[start of Excerpt provided]

Customers are kings. Companies exist because customers want them to. These were the mantras
in the 1990s for businesses across the globe and still are.
In an age where customers are more like partners than buyers, supply chain management or
SCM has a key role in ensuring `customer delight’. The ET SCM Survey 2004 covered 90
companies across ten sectors and uncovered many examples of improvements at the
customer’s end of SCM.
Continuous replenishment is a practice that involves a vendor replenishing just in time
his customer’s inventory on shelf, or on the shop floor. This transfers the onus of
logistics, cost, time, filling the order and maintenance to the vendor himself.
In effect, it is `push’ rather than a `pull’ system.
The findings of the survey were balanced. A large 32% of the companies surveyed
declared that they did not have any continuous replenishment programme. Within
the ten sectors, FMCG lagged the most. 63% companies in this sector did not adopt
this practice; a reflection perhaps of the large distribution networks they deal
with and the bargaining power they enjoy with trade.

[end of Excerpt provided]
[start of Material provided]

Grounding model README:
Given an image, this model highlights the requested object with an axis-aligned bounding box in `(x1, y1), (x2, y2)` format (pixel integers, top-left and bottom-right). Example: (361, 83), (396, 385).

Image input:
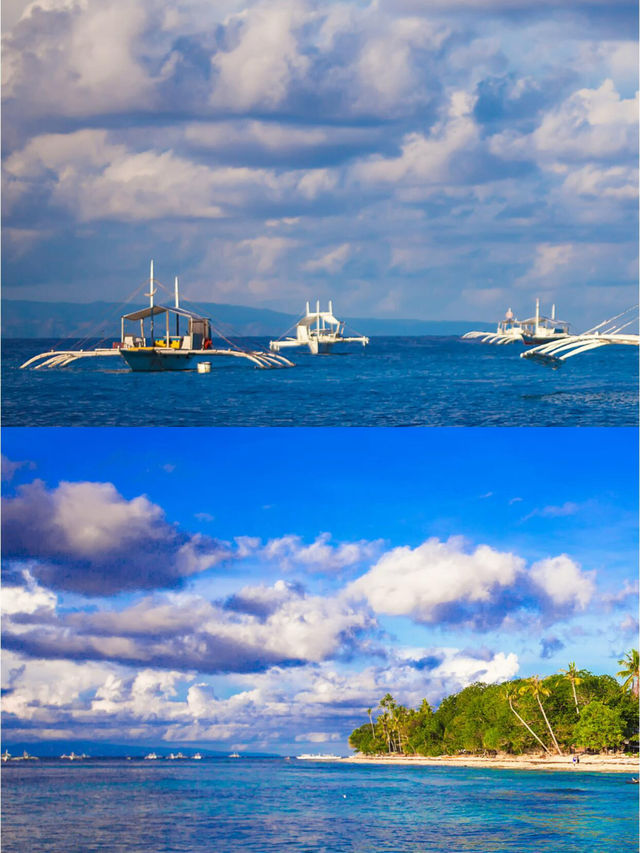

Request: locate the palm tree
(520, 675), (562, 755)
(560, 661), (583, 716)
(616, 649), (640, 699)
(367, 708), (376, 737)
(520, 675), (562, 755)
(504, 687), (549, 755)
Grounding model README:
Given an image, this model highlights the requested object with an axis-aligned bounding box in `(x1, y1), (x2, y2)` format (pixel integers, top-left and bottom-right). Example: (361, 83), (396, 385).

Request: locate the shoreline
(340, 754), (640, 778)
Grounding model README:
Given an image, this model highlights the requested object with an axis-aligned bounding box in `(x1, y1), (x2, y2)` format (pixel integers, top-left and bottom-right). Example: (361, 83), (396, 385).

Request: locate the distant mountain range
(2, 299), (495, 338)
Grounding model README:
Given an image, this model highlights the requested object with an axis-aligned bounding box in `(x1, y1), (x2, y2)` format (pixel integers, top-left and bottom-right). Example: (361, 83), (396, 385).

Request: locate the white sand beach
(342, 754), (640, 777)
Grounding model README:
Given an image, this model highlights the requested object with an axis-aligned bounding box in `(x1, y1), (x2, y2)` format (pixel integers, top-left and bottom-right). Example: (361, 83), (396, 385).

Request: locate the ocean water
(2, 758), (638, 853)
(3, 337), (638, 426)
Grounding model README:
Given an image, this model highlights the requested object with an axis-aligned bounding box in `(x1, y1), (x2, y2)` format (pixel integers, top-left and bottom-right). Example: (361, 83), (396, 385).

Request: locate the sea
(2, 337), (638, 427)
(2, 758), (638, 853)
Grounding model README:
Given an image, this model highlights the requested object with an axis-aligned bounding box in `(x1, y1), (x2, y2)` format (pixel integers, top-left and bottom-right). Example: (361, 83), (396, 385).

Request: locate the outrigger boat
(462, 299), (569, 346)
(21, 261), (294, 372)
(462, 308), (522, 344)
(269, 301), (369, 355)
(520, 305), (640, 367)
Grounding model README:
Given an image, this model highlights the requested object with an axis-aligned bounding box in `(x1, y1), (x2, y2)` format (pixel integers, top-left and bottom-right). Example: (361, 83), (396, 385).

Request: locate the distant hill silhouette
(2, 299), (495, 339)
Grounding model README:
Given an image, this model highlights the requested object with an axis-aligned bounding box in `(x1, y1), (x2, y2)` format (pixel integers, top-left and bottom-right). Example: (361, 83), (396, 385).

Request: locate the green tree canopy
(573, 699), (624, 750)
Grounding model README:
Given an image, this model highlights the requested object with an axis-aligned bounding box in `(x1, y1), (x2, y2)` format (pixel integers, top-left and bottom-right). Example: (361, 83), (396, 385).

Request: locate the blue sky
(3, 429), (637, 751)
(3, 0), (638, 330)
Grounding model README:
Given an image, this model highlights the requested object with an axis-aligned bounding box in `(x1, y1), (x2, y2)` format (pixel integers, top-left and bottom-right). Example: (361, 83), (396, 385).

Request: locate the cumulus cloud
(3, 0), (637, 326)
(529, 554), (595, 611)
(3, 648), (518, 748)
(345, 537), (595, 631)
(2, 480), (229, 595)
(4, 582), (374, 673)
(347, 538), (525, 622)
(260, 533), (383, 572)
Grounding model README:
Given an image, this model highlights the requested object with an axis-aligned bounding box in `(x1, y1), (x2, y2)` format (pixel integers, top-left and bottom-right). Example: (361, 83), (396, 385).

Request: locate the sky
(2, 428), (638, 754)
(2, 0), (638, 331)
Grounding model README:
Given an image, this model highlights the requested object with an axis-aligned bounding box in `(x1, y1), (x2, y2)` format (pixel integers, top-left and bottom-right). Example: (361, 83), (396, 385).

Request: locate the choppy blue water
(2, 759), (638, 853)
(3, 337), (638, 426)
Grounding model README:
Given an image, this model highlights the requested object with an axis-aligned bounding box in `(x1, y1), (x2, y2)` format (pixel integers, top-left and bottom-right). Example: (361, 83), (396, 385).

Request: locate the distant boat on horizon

[end of Material provided]
[start of Material provided]

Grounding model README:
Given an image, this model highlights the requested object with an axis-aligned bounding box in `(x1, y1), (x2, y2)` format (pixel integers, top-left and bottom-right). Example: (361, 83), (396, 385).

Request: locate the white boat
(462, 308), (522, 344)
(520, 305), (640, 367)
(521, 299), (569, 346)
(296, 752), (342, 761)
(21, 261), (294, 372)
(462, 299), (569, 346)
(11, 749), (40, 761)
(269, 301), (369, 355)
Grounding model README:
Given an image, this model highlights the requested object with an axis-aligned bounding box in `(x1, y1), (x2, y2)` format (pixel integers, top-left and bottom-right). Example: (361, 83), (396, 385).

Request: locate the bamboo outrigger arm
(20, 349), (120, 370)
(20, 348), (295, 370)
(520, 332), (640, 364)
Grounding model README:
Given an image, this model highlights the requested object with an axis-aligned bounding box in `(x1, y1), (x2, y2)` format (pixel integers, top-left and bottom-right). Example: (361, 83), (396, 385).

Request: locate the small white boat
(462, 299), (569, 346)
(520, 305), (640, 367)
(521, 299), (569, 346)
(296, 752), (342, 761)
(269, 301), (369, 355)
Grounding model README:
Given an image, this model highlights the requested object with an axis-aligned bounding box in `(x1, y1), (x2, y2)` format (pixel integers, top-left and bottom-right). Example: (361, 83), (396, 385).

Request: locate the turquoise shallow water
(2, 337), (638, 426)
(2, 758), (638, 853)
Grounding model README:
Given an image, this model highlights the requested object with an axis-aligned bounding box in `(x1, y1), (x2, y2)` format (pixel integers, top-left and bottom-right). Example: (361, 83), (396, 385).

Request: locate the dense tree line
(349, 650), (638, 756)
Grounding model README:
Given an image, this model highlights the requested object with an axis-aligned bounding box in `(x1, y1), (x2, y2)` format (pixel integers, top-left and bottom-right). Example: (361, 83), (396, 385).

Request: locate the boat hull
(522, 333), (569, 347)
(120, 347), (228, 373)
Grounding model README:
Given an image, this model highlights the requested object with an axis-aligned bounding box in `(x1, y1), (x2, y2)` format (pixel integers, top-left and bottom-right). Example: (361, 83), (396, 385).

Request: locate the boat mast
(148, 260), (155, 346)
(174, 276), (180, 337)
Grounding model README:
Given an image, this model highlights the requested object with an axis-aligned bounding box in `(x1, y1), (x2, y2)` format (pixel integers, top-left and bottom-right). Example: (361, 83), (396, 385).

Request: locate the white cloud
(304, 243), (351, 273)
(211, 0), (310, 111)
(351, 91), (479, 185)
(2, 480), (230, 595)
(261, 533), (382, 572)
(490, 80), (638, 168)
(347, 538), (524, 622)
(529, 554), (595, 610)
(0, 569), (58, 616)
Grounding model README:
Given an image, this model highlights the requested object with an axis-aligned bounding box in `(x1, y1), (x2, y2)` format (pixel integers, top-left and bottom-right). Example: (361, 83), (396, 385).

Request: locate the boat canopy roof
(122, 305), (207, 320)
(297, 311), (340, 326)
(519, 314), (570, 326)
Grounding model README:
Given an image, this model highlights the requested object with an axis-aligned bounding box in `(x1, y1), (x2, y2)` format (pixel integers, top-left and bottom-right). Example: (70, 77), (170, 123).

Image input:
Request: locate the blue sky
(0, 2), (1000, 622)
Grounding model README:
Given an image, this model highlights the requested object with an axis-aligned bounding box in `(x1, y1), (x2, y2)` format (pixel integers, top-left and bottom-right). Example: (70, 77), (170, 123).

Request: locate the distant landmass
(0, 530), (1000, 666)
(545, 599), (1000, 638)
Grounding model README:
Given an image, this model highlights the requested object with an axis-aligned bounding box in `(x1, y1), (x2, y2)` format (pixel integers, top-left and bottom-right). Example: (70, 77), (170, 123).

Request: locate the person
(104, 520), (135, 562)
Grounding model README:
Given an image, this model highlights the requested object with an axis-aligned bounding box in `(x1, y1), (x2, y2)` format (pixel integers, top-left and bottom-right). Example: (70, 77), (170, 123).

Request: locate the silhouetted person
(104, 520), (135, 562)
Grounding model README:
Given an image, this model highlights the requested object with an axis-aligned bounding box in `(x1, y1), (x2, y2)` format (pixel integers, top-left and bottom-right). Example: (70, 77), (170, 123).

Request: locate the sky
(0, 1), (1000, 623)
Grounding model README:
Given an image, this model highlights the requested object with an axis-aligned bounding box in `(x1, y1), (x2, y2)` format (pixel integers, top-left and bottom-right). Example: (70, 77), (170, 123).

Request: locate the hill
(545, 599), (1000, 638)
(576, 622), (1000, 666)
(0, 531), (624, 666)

[end of Material provided]

*Aim*.
Could you carry on the supply chain management piece from its final sentence? The listing has no connection to the supply chain management piece.

*Response*.
However, of the 34% that had adopted continuous replenishment, 52% found it to be
extremely effective in their business. Not surprisingly, the auto and auto
ancillaries sectors have adopted the practice the most and with the greatest
effectiveness.
In a related best practice, 30% of all polled companies said they managed inventory at
their customer’s site, and of these, 56% said they found this practice to be extremely
effective in business. Interestingly, only 25% of the FMCG companies polled agreed they
employed this practice, but over half of those that had, found it very effective.
This may be due to the evolution of modern trade. FMCG companies are required to fill shelves.
Involving customers in your new product development (NPD) is also the current buzzword
in Indian SCM. An early involvement buys in commitment, passion and cuts out expensive
rework later on. Here again, 38% of the companies polled said they had adopted this
practice widely, and 59% of these found it extremely effective in their business.
Even the above 38% who had just started adopting it were finding it effective. This is
one practice that brings in the money only when the engagement is honest and complete
between the parties. Again, given the auto industry’s history in taking the lead in SCM,
73% of auto OEMs (original equipment manufacturers) and 88% of auto ancillaries had
used NPD extensively.
The interesting fact, however, is that while 90% of the OEMs who had adopted
it found it very useful, only 63% of the ancillaries companies found it to be so;
in other words, OEMs seem to be deriving greater gains from NPD than their vendors.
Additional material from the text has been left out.